What is asked
Please copy out every one of the rows below, line by line and character for character, leaving the pictures out of your answer.

Data shown
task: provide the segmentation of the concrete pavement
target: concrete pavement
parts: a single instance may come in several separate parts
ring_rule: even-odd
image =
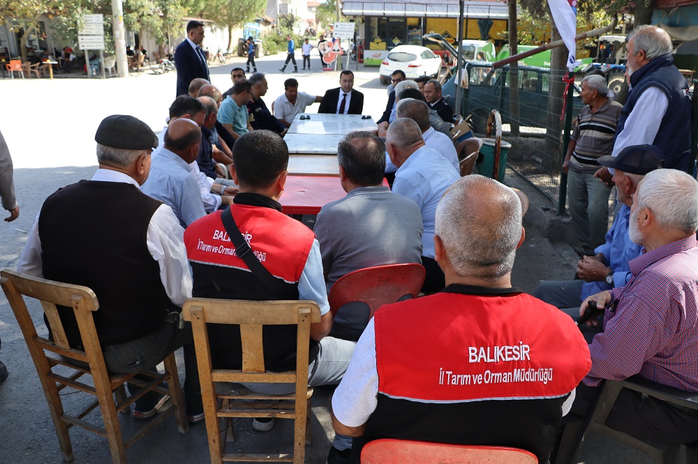
[[[285,79],[295,77],[299,90],[322,94],[339,86],[339,73],[319,70],[319,59],[313,58],[318,69],[309,73],[287,72],[278,68],[283,54],[258,60],[258,69],[268,71],[269,91],[265,98],[268,106],[283,92]],[[244,64],[235,59],[230,64],[211,68],[211,80],[222,90],[230,86],[229,72]],[[244,66],[242,66],[244,68]],[[359,68],[355,86],[364,92],[364,114],[378,118],[385,107],[385,87],[378,82],[378,69]],[[5,111],[0,113],[0,130],[8,141],[15,166],[15,184],[20,204],[20,217],[12,223],[0,222],[0,268],[16,267],[34,217],[44,199],[57,188],[89,178],[95,169],[94,132],[101,119],[121,113],[145,121],[156,130],[161,130],[167,109],[174,98],[176,76],[149,75],[145,72],[128,79],[15,79],[0,80]],[[311,107],[317,111],[317,105]],[[12,109],[11,111],[8,109]],[[507,178],[507,181],[515,180]],[[524,187],[525,188],[525,187]],[[534,194],[530,195],[535,202]],[[76,211],[76,214],[79,212]],[[514,284],[533,293],[541,279],[571,278],[575,256],[568,245],[551,242],[535,228],[526,224],[527,237],[517,253]],[[108,246],[108,244],[105,244]],[[99,250],[94,251],[98,256]],[[41,309],[30,303],[30,311],[41,330]],[[59,463],[58,440],[48,414],[36,369],[27,346],[3,294],[0,294],[0,360],[10,376],[0,386],[0,464],[15,463]],[[178,353],[180,376],[184,363]],[[332,389],[318,388],[313,399],[313,444],[307,450],[308,463],[324,463],[334,433],[328,403]],[[85,403],[82,394],[68,392],[64,399],[68,408]],[[94,423],[100,416],[93,412]],[[121,417],[126,431],[133,425],[130,416]],[[251,429],[248,419],[236,422],[238,442],[232,449],[246,452],[272,450],[291,442],[292,428],[288,421],[278,421],[272,432],[260,433]],[[70,431],[75,463],[103,463],[110,461],[106,440],[73,428]],[[649,463],[644,454],[611,440],[591,437],[586,442],[577,462],[601,464]],[[203,424],[194,426],[187,435],[181,435],[173,420],[166,421],[128,451],[131,463],[205,463],[208,461],[207,442]]]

Response
task: provide the segmentation of the concrete pavement
target: concrete pavement
parts: a single instance may come in several separate parts
ring_rule: even-odd
image =
[[[285,79],[295,77],[299,90],[322,94],[339,86],[339,73],[319,70],[319,59],[313,58],[318,69],[309,73],[287,72],[278,68],[283,54],[258,60],[258,69],[268,71],[269,91],[265,98],[268,106],[283,92]],[[244,64],[235,59],[230,64],[211,68],[211,80],[222,90],[230,86],[229,72]],[[244,66],[242,66],[244,68]],[[359,68],[355,86],[364,92],[364,114],[378,118],[385,107],[385,87],[378,82],[378,69]],[[5,111],[0,113],[0,130],[8,141],[15,166],[15,184],[20,204],[20,217],[12,223],[0,222],[0,268],[16,267],[34,217],[44,199],[57,188],[89,178],[95,169],[94,132],[101,119],[121,113],[145,121],[156,130],[161,130],[167,109],[174,98],[176,76],[149,75],[145,72],[128,79],[15,79],[0,80]],[[311,107],[317,111],[317,105]],[[12,109],[11,111],[8,109]],[[507,178],[507,181],[515,180]],[[524,187],[525,188],[525,187]],[[534,194],[530,195],[535,202]],[[76,211],[76,214],[79,212]],[[514,284],[533,293],[541,279],[571,278],[575,256],[568,245],[551,242],[535,228],[526,224],[527,237],[517,253]],[[108,246],[108,244],[105,244]],[[99,250],[94,251],[98,256]],[[41,309],[30,303],[30,311],[41,330]],[[59,463],[58,440],[48,414],[36,369],[27,346],[3,294],[0,294],[0,360],[10,376],[0,386],[0,464],[15,463]],[[178,353],[180,376],[184,363]],[[332,389],[318,388],[313,399],[313,444],[307,450],[308,463],[324,463],[334,433],[328,403]],[[85,403],[82,394],[68,392],[64,399],[68,408]],[[94,423],[100,416],[93,412]],[[121,417],[126,431],[133,425],[130,416]],[[251,429],[248,419],[236,422],[238,442],[232,449],[246,452],[272,450],[291,442],[292,428],[288,421],[278,421],[272,432],[260,433]],[[70,431],[75,463],[103,463],[110,461],[106,440],[73,428]],[[649,463],[644,454],[611,440],[591,437],[586,442],[577,462],[601,464]],[[203,424],[194,426],[187,435],[181,435],[173,420],[166,421],[128,451],[131,463],[205,463],[208,461],[207,442]]]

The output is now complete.